Text provided.

--- START ---

Traditional sources of funding, such as user rates, sales taxes, and travel-related fees have dried up, causing financing concerns, says Brian Oakley, Executive Vice President, JLL — a U.S. based advisor to infrastructure clients.

“In some cases, this has caused project delays, while in other cases, public agencies have used the opportunity to accelerate projects,” he says.

After Missouri lost a huge portion of its budget — due to the lack of driving-related taxes and fees as people sheltered in place, compounded by a lack of matching funds from the federal government — the state delayed a handful of projects valued at US$40 million that were slated for May.

On the other side of the coin, Singapore seized an opportunity for infrastructure investment. The partial closing of Changi Airport due to COVID-19 allowed the Ministry of Transport to expedite planned upgrades, shortening the project by up to one year, Transport Minister Khaw Boon Wan told Parliament.

In Genova, Italy, the Morandi Bridge — which collapsed in 2018 — was nearing completion before the pandemic, and is now in its final stages. Construction of the vital thoroughfare, a joint venture between a private construction company and the infrastructure subsidiary of a state-run shipbuilder, proceeded with strict social-distancing and PPE measures in place.

“Governments are trying to figure out what to do amid redefined priorities,” says Lindsay Stowell, Executive Vice President of Public Institutions and Higher Education at JLL. “Some are looking to minimize increases in user fees during these difficult times while others are seeking to keep projects on track while tapping new funding sources. However, there seems to be broad recognition that provision of and investment in infrastructure will be essential to supporting economic recovery.”

Redefining investment

Private-public partnerships and targeted federal funding will likely play a role for shovel-ready projects moving forward, Oakley says.

“Traditional public financing sources are strained at the moment and will need to be supplemented to keep projects on track,” he says. “We look at it in terms of additivity, not an either/or question. These projects are critical, so we need to be pursuing all available options, from private investment to traditional public financing and federal assistance.”

--- END ---

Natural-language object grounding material
--- START ---

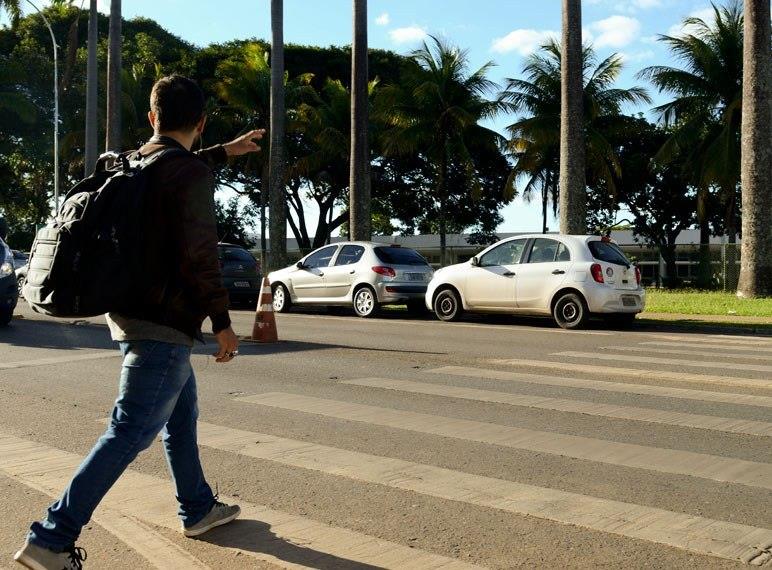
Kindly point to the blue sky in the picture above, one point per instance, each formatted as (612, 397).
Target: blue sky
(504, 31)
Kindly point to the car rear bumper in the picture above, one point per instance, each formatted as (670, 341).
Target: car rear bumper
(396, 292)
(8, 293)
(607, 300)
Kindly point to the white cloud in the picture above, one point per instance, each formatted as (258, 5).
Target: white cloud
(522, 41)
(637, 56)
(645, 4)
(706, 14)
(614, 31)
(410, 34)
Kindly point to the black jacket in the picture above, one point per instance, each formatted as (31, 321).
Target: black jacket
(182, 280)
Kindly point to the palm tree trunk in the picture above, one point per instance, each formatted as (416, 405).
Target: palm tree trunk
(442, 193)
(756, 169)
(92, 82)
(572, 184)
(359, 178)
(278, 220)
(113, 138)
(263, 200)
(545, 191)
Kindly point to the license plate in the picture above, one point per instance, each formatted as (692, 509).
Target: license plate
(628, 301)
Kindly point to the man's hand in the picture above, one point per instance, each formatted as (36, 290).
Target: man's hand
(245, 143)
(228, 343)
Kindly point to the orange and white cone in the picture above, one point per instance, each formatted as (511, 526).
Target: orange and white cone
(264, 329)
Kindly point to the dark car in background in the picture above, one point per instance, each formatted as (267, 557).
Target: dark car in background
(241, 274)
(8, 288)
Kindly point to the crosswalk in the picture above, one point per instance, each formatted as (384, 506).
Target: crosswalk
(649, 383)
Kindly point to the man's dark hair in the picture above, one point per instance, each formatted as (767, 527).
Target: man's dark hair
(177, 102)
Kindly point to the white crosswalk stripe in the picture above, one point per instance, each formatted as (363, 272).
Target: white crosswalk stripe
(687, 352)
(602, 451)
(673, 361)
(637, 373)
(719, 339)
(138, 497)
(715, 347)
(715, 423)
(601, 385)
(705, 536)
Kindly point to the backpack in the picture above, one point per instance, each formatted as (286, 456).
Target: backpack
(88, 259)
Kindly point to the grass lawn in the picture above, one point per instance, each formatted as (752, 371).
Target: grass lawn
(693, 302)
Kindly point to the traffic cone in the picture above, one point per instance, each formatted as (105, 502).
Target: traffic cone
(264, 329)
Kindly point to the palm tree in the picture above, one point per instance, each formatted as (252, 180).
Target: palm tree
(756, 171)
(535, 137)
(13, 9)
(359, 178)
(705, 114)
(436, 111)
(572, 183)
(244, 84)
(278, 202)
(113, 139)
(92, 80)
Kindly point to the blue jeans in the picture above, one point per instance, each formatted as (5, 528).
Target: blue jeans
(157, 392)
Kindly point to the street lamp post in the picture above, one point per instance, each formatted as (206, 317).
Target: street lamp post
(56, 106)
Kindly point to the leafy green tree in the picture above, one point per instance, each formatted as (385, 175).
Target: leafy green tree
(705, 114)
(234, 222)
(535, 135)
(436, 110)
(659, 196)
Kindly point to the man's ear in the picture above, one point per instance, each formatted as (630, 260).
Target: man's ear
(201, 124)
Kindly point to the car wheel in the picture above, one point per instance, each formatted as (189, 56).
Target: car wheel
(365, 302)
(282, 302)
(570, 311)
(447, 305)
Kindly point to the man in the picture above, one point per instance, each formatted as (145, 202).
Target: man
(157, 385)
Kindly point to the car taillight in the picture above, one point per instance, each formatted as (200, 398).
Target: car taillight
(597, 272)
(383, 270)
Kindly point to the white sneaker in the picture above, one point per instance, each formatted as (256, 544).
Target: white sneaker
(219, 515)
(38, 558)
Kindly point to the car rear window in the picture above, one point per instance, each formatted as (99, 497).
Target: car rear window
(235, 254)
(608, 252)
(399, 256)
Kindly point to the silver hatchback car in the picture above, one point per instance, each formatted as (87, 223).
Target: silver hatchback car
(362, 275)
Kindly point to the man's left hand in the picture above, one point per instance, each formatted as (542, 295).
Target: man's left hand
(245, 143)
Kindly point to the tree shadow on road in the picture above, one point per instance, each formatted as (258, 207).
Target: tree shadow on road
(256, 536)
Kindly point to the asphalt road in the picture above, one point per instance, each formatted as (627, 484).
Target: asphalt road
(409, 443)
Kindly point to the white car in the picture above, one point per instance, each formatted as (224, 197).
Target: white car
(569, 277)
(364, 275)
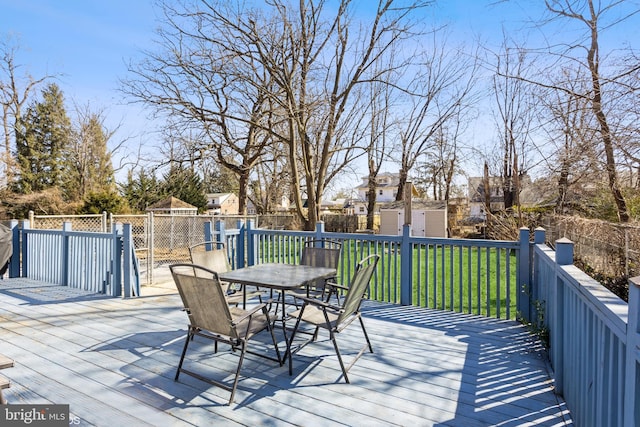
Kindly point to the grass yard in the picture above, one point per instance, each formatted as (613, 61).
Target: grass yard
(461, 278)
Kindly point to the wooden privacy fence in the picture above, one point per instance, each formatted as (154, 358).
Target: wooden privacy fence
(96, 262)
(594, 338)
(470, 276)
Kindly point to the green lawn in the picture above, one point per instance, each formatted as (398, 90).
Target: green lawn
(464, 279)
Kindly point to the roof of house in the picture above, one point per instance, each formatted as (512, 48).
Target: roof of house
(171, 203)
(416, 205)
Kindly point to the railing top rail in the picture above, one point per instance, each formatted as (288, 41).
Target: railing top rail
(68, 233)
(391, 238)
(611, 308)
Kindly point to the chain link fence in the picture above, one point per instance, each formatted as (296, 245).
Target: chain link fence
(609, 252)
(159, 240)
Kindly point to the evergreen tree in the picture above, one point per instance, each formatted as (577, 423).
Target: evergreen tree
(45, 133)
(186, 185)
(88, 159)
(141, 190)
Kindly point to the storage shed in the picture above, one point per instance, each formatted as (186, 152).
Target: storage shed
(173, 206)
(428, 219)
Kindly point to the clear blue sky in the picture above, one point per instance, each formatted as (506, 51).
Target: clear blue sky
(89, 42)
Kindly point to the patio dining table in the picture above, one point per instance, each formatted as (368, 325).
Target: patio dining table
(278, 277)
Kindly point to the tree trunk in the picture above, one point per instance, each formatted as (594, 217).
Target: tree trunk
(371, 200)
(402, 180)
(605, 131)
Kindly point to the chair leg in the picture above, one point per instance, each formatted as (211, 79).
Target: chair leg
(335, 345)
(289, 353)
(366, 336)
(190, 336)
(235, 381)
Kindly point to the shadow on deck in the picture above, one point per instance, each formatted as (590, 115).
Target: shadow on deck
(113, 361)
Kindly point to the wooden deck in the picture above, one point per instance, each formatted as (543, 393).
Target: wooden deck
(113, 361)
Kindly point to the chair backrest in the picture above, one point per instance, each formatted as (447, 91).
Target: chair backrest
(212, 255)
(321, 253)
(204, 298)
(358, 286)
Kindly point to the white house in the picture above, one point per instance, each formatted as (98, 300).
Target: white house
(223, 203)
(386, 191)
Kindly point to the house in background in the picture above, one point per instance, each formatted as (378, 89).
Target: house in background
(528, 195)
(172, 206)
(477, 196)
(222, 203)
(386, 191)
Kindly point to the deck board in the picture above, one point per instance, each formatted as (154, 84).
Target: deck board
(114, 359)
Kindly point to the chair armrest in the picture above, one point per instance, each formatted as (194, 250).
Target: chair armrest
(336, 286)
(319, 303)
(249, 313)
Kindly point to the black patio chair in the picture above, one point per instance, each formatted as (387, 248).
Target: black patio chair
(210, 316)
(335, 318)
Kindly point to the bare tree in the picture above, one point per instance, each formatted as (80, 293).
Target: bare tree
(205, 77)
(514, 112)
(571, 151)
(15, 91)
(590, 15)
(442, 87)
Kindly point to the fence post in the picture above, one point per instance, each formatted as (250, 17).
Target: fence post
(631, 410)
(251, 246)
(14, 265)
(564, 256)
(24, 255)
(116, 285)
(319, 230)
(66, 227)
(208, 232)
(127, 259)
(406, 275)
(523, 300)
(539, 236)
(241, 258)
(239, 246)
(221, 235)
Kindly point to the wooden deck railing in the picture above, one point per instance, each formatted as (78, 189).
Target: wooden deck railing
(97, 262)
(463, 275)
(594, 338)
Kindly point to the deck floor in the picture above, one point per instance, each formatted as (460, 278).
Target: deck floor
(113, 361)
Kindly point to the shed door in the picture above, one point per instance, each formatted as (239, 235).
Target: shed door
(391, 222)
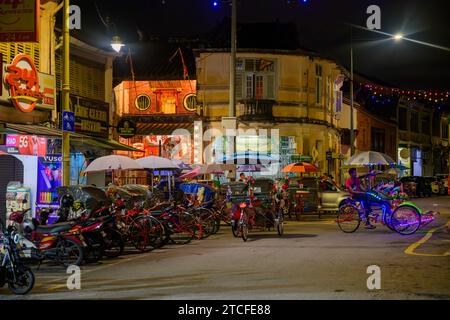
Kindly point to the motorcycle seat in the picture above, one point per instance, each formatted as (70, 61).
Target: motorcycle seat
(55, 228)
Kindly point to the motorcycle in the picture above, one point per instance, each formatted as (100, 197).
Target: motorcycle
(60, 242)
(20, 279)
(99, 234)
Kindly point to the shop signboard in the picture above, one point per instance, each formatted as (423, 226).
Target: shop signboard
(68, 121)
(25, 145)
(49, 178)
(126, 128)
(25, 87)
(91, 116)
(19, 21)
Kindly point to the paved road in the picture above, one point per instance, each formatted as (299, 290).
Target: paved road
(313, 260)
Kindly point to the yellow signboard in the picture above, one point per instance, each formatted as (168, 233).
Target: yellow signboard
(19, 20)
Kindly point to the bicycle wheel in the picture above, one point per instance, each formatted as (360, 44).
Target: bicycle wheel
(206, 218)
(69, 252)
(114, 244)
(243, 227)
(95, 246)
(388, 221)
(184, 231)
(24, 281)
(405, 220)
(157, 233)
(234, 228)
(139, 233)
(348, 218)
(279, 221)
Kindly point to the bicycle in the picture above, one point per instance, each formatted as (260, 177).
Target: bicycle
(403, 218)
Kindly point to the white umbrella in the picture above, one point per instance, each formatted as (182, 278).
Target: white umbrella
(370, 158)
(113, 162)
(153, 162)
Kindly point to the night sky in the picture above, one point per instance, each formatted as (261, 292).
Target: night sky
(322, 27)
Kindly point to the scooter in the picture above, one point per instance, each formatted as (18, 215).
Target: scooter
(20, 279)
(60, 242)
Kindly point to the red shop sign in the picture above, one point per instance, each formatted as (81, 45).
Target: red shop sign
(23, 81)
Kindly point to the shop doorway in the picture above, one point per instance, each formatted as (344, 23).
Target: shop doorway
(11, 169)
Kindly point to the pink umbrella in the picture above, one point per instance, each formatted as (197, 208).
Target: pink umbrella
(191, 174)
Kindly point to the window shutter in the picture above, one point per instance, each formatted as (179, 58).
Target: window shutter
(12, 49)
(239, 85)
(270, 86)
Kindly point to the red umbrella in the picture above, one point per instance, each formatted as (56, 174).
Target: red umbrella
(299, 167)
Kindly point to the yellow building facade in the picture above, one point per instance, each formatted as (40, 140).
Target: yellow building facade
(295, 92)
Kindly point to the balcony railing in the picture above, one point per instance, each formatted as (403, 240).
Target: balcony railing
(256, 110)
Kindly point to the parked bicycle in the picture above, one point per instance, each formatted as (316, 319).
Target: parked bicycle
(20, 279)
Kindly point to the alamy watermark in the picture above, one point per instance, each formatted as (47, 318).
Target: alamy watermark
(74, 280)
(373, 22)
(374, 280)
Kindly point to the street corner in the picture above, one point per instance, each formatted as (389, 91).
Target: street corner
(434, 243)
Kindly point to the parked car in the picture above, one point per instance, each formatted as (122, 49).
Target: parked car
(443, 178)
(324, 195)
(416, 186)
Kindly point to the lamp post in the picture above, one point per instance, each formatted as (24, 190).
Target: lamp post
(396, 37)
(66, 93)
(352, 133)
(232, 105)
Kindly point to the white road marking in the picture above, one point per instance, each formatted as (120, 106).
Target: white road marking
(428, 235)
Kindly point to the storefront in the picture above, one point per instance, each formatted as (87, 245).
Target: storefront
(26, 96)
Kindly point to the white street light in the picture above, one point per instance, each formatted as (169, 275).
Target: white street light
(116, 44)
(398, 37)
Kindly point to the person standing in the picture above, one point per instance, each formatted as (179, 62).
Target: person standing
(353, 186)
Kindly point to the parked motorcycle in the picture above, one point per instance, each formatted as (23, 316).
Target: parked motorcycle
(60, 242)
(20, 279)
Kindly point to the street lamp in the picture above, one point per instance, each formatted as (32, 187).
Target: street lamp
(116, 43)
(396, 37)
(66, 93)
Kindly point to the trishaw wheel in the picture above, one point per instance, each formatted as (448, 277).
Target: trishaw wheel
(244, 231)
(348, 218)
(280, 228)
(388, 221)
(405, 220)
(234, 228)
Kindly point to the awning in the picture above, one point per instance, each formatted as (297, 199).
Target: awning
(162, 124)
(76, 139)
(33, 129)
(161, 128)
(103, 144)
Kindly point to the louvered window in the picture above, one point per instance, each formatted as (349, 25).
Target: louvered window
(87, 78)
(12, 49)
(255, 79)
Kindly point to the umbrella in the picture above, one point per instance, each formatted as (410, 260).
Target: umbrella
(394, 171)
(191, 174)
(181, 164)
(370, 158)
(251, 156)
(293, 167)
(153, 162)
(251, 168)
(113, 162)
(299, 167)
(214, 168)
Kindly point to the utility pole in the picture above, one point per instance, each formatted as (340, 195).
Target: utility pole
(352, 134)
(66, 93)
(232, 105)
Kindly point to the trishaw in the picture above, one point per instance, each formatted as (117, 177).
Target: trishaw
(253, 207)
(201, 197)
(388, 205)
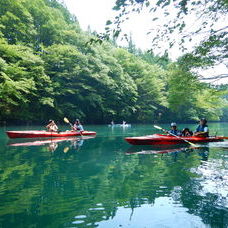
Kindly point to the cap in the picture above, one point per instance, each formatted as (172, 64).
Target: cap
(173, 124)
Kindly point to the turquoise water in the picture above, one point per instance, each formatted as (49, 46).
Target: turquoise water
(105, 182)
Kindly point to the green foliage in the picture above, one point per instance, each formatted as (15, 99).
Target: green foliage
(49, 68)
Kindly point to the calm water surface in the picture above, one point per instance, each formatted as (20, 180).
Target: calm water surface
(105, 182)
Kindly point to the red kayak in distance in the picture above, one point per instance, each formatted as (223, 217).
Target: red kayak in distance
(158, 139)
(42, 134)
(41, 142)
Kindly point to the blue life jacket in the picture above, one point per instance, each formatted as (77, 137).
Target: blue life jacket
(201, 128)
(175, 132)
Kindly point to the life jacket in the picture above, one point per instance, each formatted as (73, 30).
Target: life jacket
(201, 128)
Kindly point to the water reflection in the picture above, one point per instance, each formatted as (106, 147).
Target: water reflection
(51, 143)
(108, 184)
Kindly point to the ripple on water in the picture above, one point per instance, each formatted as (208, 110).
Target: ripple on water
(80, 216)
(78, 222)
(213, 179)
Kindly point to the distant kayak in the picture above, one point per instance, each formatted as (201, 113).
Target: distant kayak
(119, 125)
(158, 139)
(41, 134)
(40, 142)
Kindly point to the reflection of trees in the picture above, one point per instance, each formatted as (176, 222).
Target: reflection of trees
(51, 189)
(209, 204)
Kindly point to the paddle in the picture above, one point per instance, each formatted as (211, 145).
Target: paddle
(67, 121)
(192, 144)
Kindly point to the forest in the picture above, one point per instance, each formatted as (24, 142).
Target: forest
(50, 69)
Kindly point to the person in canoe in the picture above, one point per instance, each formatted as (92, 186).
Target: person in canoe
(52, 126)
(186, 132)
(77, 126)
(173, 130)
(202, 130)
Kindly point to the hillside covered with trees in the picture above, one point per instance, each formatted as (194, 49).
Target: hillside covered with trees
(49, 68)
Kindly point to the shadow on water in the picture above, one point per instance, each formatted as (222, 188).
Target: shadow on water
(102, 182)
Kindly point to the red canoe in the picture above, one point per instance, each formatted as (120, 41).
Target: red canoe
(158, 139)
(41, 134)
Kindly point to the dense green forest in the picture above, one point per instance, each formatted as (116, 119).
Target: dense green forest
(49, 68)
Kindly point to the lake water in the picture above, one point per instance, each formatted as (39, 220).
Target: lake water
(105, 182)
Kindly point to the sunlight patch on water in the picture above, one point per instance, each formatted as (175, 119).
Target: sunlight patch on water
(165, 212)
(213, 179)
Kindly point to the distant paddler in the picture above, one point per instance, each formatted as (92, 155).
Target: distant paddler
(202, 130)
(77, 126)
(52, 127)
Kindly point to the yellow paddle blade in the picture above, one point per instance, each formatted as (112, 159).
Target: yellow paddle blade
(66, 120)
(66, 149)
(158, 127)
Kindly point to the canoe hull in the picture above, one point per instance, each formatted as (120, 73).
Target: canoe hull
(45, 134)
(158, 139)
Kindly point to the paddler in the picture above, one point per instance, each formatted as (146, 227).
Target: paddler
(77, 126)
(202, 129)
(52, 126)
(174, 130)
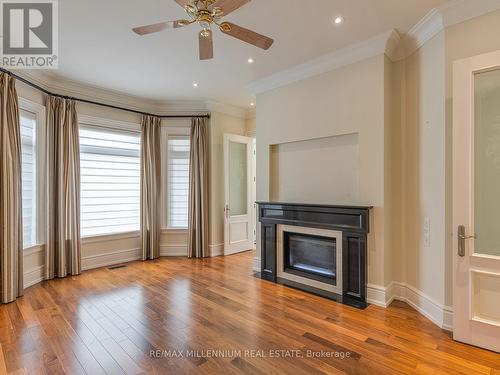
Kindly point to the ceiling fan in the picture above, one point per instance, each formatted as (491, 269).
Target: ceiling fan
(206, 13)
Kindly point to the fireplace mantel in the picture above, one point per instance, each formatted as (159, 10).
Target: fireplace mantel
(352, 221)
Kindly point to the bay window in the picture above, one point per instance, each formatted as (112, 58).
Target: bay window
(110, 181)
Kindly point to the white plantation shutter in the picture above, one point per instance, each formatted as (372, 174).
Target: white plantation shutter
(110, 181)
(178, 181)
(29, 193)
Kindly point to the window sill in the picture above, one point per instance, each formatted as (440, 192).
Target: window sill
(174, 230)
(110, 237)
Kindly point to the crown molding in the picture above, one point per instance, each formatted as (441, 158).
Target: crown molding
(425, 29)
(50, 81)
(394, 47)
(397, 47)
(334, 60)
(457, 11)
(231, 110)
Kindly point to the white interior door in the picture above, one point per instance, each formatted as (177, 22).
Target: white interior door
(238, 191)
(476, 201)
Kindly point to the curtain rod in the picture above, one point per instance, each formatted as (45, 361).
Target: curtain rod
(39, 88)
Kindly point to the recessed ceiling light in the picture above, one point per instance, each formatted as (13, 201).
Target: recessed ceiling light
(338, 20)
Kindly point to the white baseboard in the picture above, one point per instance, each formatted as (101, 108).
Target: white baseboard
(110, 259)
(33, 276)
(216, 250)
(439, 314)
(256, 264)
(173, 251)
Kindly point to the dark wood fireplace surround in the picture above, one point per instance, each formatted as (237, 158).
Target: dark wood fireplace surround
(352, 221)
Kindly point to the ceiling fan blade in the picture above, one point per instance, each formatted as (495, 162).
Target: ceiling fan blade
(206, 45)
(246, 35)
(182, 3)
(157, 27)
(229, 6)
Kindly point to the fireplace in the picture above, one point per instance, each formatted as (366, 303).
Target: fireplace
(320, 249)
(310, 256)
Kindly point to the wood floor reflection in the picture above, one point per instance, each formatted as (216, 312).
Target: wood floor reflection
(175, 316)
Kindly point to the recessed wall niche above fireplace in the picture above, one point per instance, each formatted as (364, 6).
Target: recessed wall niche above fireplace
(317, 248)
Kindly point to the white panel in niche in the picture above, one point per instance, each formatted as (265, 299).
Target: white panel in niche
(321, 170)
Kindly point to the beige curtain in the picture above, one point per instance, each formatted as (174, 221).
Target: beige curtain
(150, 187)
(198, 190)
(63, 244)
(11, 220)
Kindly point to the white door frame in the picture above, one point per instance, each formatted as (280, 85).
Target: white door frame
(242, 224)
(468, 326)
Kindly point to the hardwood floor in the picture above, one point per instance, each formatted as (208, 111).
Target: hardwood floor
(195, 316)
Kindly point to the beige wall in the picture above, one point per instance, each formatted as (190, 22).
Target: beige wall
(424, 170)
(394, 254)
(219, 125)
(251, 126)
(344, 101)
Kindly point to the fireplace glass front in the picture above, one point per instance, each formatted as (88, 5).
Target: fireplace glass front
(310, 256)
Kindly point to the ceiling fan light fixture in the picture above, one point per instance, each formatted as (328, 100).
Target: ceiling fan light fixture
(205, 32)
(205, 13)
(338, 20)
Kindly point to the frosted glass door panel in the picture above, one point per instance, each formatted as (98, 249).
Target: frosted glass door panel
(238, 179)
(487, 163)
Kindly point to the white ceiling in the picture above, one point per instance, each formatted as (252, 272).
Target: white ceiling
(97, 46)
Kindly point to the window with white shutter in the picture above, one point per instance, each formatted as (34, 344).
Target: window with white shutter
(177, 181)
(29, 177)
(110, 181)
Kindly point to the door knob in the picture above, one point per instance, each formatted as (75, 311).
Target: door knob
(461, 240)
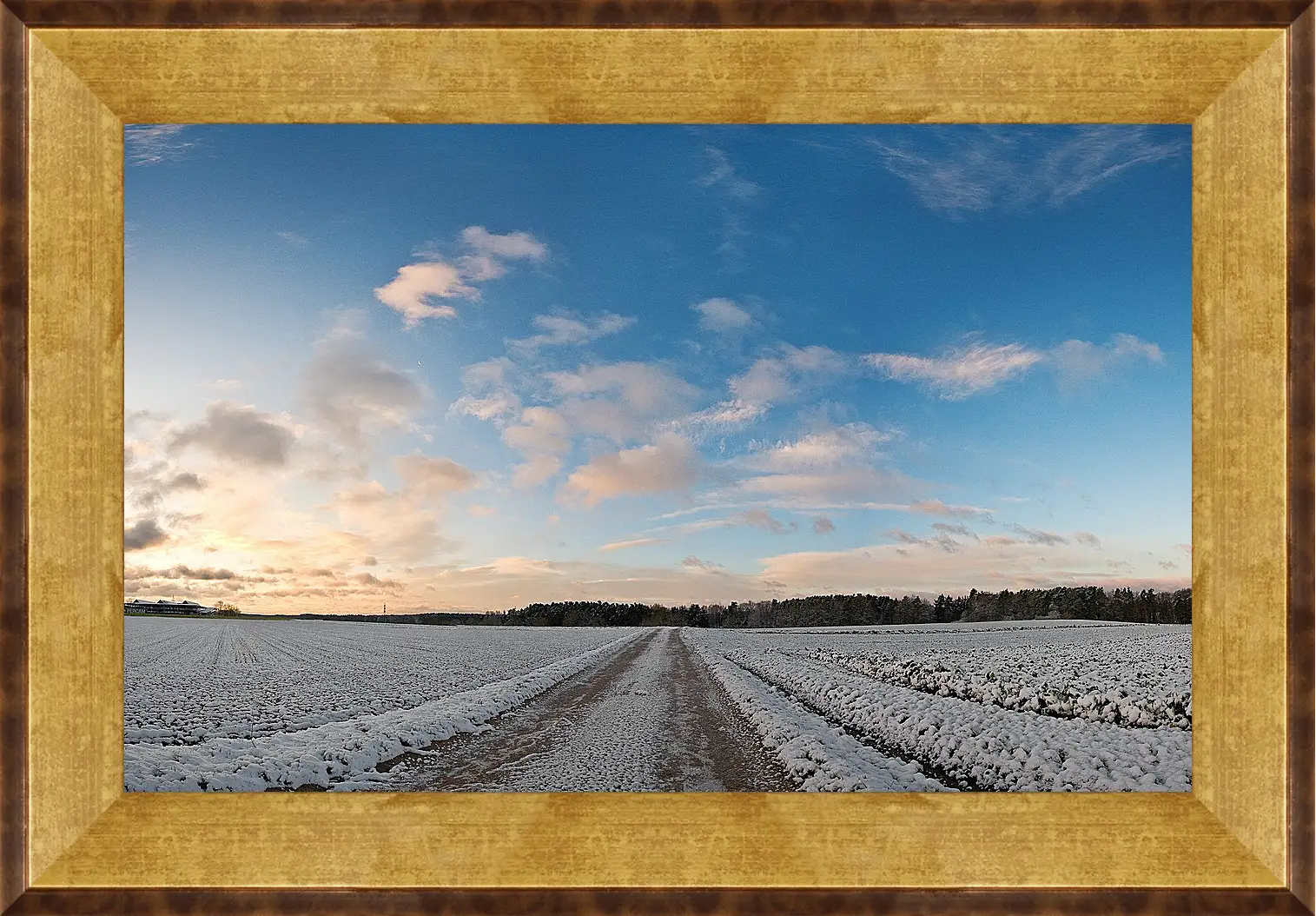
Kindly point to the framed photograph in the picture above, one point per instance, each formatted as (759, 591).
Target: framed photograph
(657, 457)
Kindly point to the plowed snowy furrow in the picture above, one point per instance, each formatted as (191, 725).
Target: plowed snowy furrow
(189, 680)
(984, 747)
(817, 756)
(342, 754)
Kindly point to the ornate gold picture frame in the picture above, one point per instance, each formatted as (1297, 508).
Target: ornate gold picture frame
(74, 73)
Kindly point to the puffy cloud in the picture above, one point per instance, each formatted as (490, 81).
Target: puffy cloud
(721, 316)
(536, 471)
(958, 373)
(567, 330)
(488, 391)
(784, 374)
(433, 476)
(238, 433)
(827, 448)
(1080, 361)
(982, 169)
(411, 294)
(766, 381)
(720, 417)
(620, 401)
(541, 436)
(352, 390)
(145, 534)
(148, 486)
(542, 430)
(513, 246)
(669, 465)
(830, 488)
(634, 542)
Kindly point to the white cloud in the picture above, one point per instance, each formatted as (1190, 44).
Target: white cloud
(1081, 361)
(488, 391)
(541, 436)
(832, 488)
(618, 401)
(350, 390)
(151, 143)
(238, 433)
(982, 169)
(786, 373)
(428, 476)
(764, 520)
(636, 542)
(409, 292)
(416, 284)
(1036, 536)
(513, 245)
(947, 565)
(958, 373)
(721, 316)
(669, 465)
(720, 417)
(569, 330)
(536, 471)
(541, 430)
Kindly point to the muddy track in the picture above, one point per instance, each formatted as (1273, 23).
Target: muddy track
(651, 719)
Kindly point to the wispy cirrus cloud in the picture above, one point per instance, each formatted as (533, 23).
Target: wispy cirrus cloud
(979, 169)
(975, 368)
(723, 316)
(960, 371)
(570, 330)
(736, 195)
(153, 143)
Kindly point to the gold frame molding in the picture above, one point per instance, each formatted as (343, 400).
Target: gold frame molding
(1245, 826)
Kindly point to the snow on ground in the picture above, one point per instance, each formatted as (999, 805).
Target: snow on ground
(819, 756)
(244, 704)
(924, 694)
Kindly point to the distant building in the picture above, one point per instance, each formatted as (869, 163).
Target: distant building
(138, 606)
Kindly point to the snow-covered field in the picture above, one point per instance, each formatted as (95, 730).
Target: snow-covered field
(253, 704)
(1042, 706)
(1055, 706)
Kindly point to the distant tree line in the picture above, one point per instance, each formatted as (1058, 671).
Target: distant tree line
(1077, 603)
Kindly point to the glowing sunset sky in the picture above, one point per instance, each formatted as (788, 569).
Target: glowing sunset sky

--- END ---

What to work on.
1. In the text about infrastructure funding during the pandemic, what was the value of the projects Missouri delayed?
2. Carry on the text about infrastructure funding during the pandemic, starting after its last sentence.

Responses by task.
1. US$40 million

2.
During the last recession, the U.S. government took an “all of the above” approach to encouraging investment in the country’s energy and transportation infrastructure, Oakley says. This included grants, tax credits, loans and other incentives.

“For shovel-ready projects, these incentives provided meaningful benefits, accelerating job growth and much-needed infrastructure improvements,” he says. “The Port of Miami Tunnel project, a vital undersea thoroughfare, got moving during the recession with the help of a federal loan.”

A long-neglected issue

In the U.S., infrastructure was neglected long before COVID-19 spread across the world. The country’s infrastructure needs are estimated at over $7.7 trillion by 2030 just to keep pace with GDP, according to OECD/WEF.

“We know that 1 in 3 U.S. bridges are structurally deficient,” says Walter Kemmsies, Economist and Chief Strategist for JLL’s U.S. Ports, Airports & Global Infrastructure Group. “There are more than 46,000 bridges that don’t have the capacity to support local populations.”

Transporting goods into congested ports and along crumbling roads causes invisible economic damage.

“When you can’t move goods quickly, that adds costs,” Kemmsies says. “It makes the U.S. less competitive as a nation.”

The state of Georgia, which needs $200 billion in infrastructure updates according to estimates, was already looking at a loss of revenue due to a planned state income tax rate cut that passed the Georgia House of Representatives in March.